YOUR GOAL: Write every record out again exactly as shown below.

........

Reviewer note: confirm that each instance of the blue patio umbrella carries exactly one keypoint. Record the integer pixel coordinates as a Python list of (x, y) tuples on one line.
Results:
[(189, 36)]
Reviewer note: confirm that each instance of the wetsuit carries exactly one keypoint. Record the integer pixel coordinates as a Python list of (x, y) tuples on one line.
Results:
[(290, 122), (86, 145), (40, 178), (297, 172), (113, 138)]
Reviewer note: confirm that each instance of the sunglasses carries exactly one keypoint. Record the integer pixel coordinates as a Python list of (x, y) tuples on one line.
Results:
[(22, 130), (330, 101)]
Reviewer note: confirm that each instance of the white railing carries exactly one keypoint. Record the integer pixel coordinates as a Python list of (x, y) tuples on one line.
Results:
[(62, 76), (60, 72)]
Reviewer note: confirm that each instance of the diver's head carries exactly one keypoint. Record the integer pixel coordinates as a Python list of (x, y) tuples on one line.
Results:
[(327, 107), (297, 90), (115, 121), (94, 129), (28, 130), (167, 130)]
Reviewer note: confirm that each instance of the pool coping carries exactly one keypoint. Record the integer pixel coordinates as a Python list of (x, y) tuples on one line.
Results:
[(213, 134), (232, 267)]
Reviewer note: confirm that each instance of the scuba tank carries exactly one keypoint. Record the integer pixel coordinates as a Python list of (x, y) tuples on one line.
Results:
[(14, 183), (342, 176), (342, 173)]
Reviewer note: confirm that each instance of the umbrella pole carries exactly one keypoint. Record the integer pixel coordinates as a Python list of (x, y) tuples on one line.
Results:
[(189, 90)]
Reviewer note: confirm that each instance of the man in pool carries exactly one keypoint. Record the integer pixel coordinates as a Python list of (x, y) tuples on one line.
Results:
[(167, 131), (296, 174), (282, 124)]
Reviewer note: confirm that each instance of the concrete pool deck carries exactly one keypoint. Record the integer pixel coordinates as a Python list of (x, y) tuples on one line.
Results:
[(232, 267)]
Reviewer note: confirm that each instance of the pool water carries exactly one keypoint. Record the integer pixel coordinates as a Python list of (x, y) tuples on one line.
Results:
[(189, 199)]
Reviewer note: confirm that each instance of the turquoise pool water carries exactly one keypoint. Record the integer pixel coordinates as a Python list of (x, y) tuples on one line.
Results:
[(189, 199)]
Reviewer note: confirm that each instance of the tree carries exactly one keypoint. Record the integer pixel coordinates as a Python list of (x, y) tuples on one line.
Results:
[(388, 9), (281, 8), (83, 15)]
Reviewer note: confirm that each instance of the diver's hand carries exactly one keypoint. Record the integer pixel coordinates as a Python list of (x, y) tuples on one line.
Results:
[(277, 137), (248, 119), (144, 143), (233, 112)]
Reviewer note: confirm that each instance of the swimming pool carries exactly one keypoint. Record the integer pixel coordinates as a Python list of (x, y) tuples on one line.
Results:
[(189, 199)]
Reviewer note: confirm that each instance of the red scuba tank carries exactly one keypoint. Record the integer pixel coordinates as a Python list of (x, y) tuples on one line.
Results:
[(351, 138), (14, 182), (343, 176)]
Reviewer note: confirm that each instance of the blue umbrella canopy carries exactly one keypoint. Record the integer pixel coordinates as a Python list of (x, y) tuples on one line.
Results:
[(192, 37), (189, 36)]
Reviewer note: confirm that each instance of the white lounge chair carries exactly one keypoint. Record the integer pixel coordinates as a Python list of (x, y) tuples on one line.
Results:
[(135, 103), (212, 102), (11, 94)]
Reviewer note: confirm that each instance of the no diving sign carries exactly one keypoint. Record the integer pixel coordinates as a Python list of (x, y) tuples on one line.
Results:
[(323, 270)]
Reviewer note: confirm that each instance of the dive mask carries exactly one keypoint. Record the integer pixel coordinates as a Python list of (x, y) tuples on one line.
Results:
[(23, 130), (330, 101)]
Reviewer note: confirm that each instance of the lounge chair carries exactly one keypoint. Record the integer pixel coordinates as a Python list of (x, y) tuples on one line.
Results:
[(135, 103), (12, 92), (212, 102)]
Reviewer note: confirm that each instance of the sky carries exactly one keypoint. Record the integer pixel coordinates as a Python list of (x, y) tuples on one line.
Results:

........

SOLUTION TO THIS EXERCISE:
Reviewer note: confirm that each instance of the blue patio umbrella carries exactly one keypoint. Record the integer pixel coordinates as a Python list of (x, y) tuples on one line.
Results:
[(189, 36)]
Reviewer note: confirm that each instance of the wetsuit carries exactly one keypoint. Record the integer pixel coordinates as a Python list of (x, y) tuples on one line.
Results:
[(290, 122), (86, 145), (40, 178), (297, 172), (113, 138)]
Reviewer note: confirm that each instance of the sunglasses carries exactly one keypoint. Record the integer pixel coordinates as a Python list of (x, y) tuples on one line.
Results:
[(22, 130), (330, 101)]
Reviewer note: confirm that each instance of the white railing carries exactly one keypoint. Record the integer pixel coordinates as a Python list of (x, y) tuples on one line.
Results:
[(62, 76), (60, 72)]
Reviewer note: confirm that each instance of the diver's head carries exactly one keypoint. Record the integer pixel coordinates as a Python list of (x, y) tuples on one line.
Results:
[(327, 107), (297, 90), (115, 121), (94, 129), (28, 130), (167, 130)]
Reviewer note: confirm that each instance of the pool coping carries exactly one keypoint. Record the integer pixel coordinates as a Python list of (x, y) tuples on one line.
Results:
[(213, 134), (232, 267)]
Reviewer note: confirm that each instance of the scuba tank carries exactly one keypoint. Record the integer pixel coordinates as a Python list of (x, y) tuples on one line.
Results:
[(14, 183), (342, 176), (342, 173)]
Reviewer note: confirm that each instance of the umbrella pole carries exactly one keypoint. Record the integer pixel coordinates as a Python list of (x, y) tuples on one line.
Results:
[(189, 90)]
Reviewer note: confirm that each instance of the man in pool carries exactly one keypoint. Record the integer pixel coordinates as a Python list of (x, y) tuples on one line.
Results:
[(167, 131), (296, 174), (282, 124)]
Reviewer note: confirm that each instance of the concrete pool deck carries exactly one keypoint. Record the integer pixel coordinates as a Python list of (x, y) tuples on one line.
Results:
[(232, 267)]
Reviewer note: confirm that each instance of the pool water carries exactly one keypoint. Record the integer pixel coordinates as a Python list of (x, y) tuples on one line.
Results:
[(189, 199)]
Reviewer note: confirm that each instance of the turquoise pool water carries exactly one keypoint. Record the integer pixel coordinates as a Python list of (x, y) tuples on one line.
Results:
[(189, 199)]
Reviewer note: confirm that each instance of the tree carries exactly one keypoint. Record the integer pixel coordinates as a Python list of (x, y) tuples on one line.
Results:
[(388, 9), (281, 8), (83, 15)]
Reviewer note: confirm that each instance of the diver's hand carries exactly one keypoint. Record the integer pixel coordinates as a Python list of (x, y) tuples on one line.
Results:
[(277, 137), (248, 119), (144, 143), (233, 112)]
Reviewer note: confirm that each instance of the swimming pool carries exactly one keypoint. Record the integer pixel coordinates as a Python list of (x, y) tuples on one line.
Results:
[(189, 199)]
Reviewer note: confirm that each instance of the red scuba tank carries exactly one keypoint. Record the integer pixel coordinates as a Python list of (x, y) tuples on one line.
Results:
[(351, 138), (14, 182), (343, 176)]
Reviewer note: confirm that each instance of the blue umbrella canopy carries exactly one keypoint. Record the integer pixel coordinates as a Python list of (x, y) tuples on one line.
Results:
[(192, 37), (189, 36)]
Reviewer note: confirm that each instance of the white lounge chair carries exactly one keypoint. Record the integer pixel coordinates as a Python list of (x, y) tuples on one line.
Results:
[(135, 103), (212, 102), (11, 94)]
Reviewer note: confirm that each instance of the no diving sign carries exactly one keypoint. Record the integer pixel coordinates as a Python list of (x, y) tuples on one line.
Results:
[(323, 270)]
Reviewer note: confirm that each instance of the dive mask carries exactly one keypoint. Record the integer pixel coordinates as a Python list of (x, y) tuples on one line.
Results:
[(23, 130), (330, 101)]
Reviewer note: confirm that each instance of the lounge chair carries exactly one keypoint. Record the integer pixel coordinates as a Python list of (x, y) tuples on one line.
Results:
[(135, 103), (12, 92), (212, 102)]
Reviewer note: confirm that each instance of the sky carries exactly one keypoint. Record the integer pixel coordinates as a Python list of (x, y) tuples on one line.
Results:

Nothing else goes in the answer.